Written exercise 1 = Return the records, starting at the line that contains "Task: indicate one point on every instance of the potato" and ending at the end of the records, reproducing each line without change and leaving out the pictures.

# DA 8spd =>> compact crankset



## wpod (Jul 15, 2012)

Hi there Shimano users...

I am thinking about changing out the 53/42 7410 DA crank and bb set on my Pinarello to something a bit more user friendly....

Current notion is going with a 50/34 compact( Most 172.5mm 34-50 w/Ita sq.tpr. take-off). My question relates to if the DA 7410 fdr will work with a compact crank, by only swapping crank & bb? Or will a longer travel fdr be needed to work/shift properly? 

Thx for the input


----------



## DaveT (Feb 12, 2004)

I can't answer your question directly, but if you have a braze-on type front derailleur mounted to a tab attached to the frame, you may not have enough adjustment to be able to lower the front der to the proper height necessary for good shifting with the compact rings.


----------



## wpod (Jul 15, 2012)

Thanks had not considered that point. 

Rethinking about just swapping out the 42t for a 39t inner ring along with a different cassette.


----------



## TDC (Oct 18, 2011)

wpod said:


> Thanks had not considered that point.
> 
> Rethinking about just swapping out the 42t for a 39t inner ring along with a different cassette.


Apologies if I am digging up dead threads.

The compact crank will work fine. I have done it. I swapped a 7410 crank 53/39 to a Stonglight impact compact, and did not shift the FD position (because I was lazy, and would only adjust it if i had to). So far no problems other than the chain could be shortened by 2 links.


----------

Written exercise 2 = Retype the compact crankset thread word for word, starting at "I can't answer" and ending at "the compact rings.".

Records supplied =
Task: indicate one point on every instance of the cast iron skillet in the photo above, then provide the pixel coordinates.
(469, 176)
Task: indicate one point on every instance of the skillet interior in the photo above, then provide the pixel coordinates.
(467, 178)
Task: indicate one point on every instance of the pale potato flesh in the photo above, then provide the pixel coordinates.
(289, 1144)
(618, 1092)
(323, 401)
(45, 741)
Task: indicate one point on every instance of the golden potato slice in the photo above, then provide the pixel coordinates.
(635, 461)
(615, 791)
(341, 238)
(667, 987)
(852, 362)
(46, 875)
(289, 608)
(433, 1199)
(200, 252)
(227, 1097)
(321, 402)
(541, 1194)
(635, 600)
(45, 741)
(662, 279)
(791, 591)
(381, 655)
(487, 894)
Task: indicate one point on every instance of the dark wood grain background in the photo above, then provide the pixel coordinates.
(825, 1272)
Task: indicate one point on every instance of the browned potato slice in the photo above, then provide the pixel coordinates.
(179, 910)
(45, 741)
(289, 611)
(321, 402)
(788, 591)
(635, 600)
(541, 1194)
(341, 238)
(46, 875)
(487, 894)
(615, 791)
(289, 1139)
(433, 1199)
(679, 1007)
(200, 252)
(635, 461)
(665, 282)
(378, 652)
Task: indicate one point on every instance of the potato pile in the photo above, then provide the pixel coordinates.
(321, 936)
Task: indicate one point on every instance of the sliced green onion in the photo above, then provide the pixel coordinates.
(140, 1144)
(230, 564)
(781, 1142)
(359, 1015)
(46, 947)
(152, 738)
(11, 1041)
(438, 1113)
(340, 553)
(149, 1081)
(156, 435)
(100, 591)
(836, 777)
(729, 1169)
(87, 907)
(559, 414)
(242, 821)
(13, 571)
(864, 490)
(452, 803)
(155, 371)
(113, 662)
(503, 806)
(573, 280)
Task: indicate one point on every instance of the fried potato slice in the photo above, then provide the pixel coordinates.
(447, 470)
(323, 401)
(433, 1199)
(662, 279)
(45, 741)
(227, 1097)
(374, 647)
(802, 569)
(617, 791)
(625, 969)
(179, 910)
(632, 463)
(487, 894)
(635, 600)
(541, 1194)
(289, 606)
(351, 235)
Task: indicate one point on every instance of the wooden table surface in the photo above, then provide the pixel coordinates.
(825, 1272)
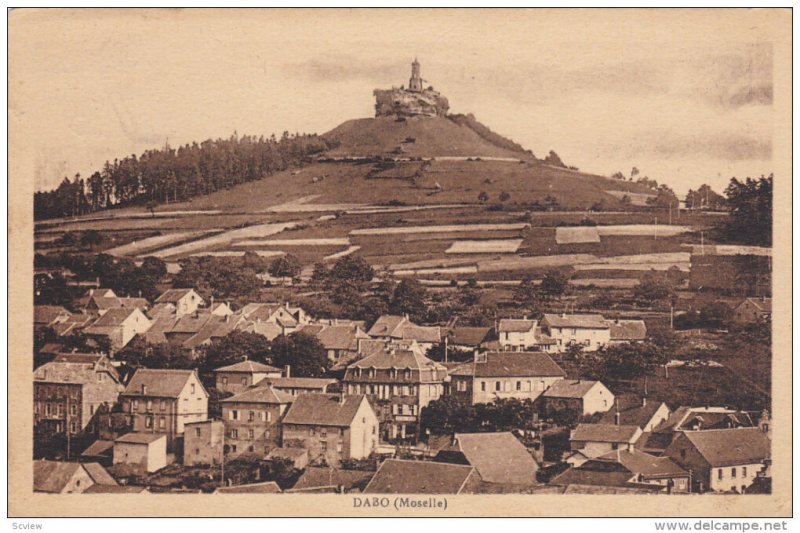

Task solution 1 =
Task: indicate one point on every instance of the potato pile in the photo above, then provide the pixel coordinates.
(321, 936)
Task: indicate one point on every instance of the sliced green onion in the photo above, then provide the pixel coordinates.
(140, 1144)
(230, 564)
(781, 1142)
(359, 1015)
(46, 947)
(152, 738)
(11, 1041)
(438, 1113)
(340, 553)
(149, 1081)
(156, 435)
(100, 591)
(836, 777)
(729, 1169)
(87, 907)
(559, 414)
(242, 821)
(13, 571)
(864, 490)
(452, 803)
(155, 371)
(113, 662)
(503, 806)
(573, 280)
Task: indicate one point on every instance of the fried potato slice in the photo above, then provide the pixel coordinates.
(447, 470)
(323, 401)
(433, 1199)
(662, 279)
(45, 741)
(227, 1097)
(374, 647)
(802, 569)
(617, 791)
(625, 969)
(179, 910)
(632, 463)
(487, 894)
(635, 600)
(541, 1194)
(289, 606)
(351, 235)
Task: indicate one point on every instance of the wooden table surface in the photo above, then provide the pixel coordinates.
(825, 1272)

Task solution 2 =
I can't answer your question directly, but if you have a braze-on type front derailleur mounted to a tab attached to the frame, you may not have enough adjustment to be able to lower the front der to the proper height necessary for good shifting with the compact rings.